→ **Teks Sumber**:
Semua tahu bahwa korupsi belum bisa dibasmi. OTT yang dilakukan KPK kepada para pejabat tenyata belum membuat para calon koruptor jera. Tetapi, keadaan itu tidak bisa dijadikan alasan untuk mengatakan pemerintahan korup.
Pentanyaannya, mengapa BW melontakan tuduhan tak berdasar itu? Tujuannya bisa ditebak juga. Hendak menciptakan opini dalam masyarakat, setidaknya di kalangan pendukung dan simpatisan Prabowo-Sandi, agar tidak percaya kepada pemerintahan karena dianggap kong kali kong dengan para hakim MK.
Dengan begitu, mudah bagi mereka memobilisasi para tukang demo untuk menekan para hakim MK maupun Jokowi. Mungkin dengan kembali melakukan demo besar-besaran seperti yang dilakukan kepada KPU dan Bawaslu. Mereka berharap agar para hakim MK takut sehingga mau tidak mau memenangkan gugatan mereka.
Kalau kalah pun, mereka tak peduli. Malahan bisa lebih berani. Para demonstran terus dimotivasi melakukan tindakan anarkis guna memancaing kemarahan aparat. Boleh jadi dalam hati mereka terselip keinginan munculnya korban dalam jumlah yang lebih banyak. Mereka hendak menarik perhatian dunia internasional untuk menekan pemerintah Indonesia, termasuk membatalkan putusan MK.
Kekuatan pendukung di belakang Prabowo-Sandi
Mungkin ada yang bertanya mengapa kubu 02 tak jemu-jemu memancing ketegangan dalam masyarakat? Tampaknya ada satu kekuatan dahsyat di belakan 02 yang sangat dipahami oleh tim kuasa hukum. Ada ideologi "cuci otak" yang telah merasuki begitu banyak orang di berbagai lapisan masyarakat.
Yang utama adalah ideologi khilafah dan syariah Islam yang telah lama disosialisasikan di berbagai komunitas pasca reformasi. Dua Ormas yang lebih dikenal terbilang gigih melakukan hal itu secara sistematis melalui dakwah di kampus-kampus dan mesjid-mesjid adalah HIT dan FPI.
Jangan dikira bahwa dengan dibubarkan HTI dan larinya Habib Rizieq di Arab, gerakan mereka berhenti. Tidak. Apa yang dikatakan mantan Kepala BIN, A.M. Hendro Priono pada acara Musyawarah Besar Kaum Muda Indonesia di Gedung Joeang 45, Menteng, Jakarta Pusat beberapa waktu lalu, bukanlah isapan jempol.
Adanya 41 Mesjid milik negara yang disebut terpapar radikalisme dapat dikatakan merupakan buah perjuangan HTI dan FPI. Dalam ceramahnya di depan Badan Eksekutif Mahasiwa Perguruan Tinggi se-Indonesia di kampus Universitas Wahid Hasyim di Semarang, Kepala BIN, Budi Gunawan menyebutkan 39% mahasiswa di Indonesia terpapar radikalisme. Selain itu terdapat 24% mahasiswa dan 23,3% pelajar SMA dan sederajat, setuju dengan tegaknya negara Islam di Indonesia.

Catatan penentuan posisi
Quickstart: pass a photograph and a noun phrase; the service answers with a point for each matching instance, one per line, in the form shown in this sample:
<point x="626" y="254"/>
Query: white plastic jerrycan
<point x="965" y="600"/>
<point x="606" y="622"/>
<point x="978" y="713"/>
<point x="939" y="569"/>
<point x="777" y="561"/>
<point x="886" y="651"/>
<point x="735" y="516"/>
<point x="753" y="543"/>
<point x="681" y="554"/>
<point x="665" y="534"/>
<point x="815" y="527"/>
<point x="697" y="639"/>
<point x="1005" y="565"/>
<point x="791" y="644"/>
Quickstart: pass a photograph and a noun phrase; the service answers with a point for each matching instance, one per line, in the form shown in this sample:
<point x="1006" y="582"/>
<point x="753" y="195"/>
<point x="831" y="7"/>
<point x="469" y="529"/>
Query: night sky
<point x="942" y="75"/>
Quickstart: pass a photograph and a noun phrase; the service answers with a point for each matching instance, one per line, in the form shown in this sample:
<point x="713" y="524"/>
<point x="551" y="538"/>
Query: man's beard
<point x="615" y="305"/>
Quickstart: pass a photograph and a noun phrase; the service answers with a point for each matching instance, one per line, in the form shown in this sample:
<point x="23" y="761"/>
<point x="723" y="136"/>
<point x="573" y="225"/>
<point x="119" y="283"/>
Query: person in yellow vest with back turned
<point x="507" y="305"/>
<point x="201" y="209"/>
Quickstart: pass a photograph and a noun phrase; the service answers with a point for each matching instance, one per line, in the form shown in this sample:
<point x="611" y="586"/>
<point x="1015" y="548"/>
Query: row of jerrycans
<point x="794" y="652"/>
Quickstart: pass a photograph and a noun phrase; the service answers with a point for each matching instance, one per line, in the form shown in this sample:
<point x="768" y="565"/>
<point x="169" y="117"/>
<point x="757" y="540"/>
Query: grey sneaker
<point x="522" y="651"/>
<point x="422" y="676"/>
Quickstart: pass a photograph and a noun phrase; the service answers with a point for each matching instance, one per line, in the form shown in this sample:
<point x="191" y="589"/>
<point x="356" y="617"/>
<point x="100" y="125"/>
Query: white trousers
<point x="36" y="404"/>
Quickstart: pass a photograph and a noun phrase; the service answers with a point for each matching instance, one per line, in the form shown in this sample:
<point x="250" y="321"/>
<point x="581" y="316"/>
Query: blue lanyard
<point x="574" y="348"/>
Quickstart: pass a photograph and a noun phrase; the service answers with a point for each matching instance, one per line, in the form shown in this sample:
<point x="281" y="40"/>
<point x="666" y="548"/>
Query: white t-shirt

→ **Soal**:
Tulis lagi teks sumber, semuanya dari "Kekuatan pendukung di" turun sampai "berbagai lapisan masyarakat.", dan ganti "tim kuasa hukum" dengan "tim pengacara". Catatan ini adalah bahan tersendiri, terpisah dari teks sumber.

→ **Jawaban**:
Kekuatan pendukung di belakang Prabowo-Sandi
Mungkin ada yang bertanya mengapa kubu 02 tak jemu-jemu memancing ketegangan dalam masyarakat? Tampaknya ada satu kekuatan dahsyat di belakan 02 yang sangat dipahami oleh tim pengacara. Ada ideologi "cuci otak" yang telah merasuki begitu banyak orang di berbagai lapisan masyarakat.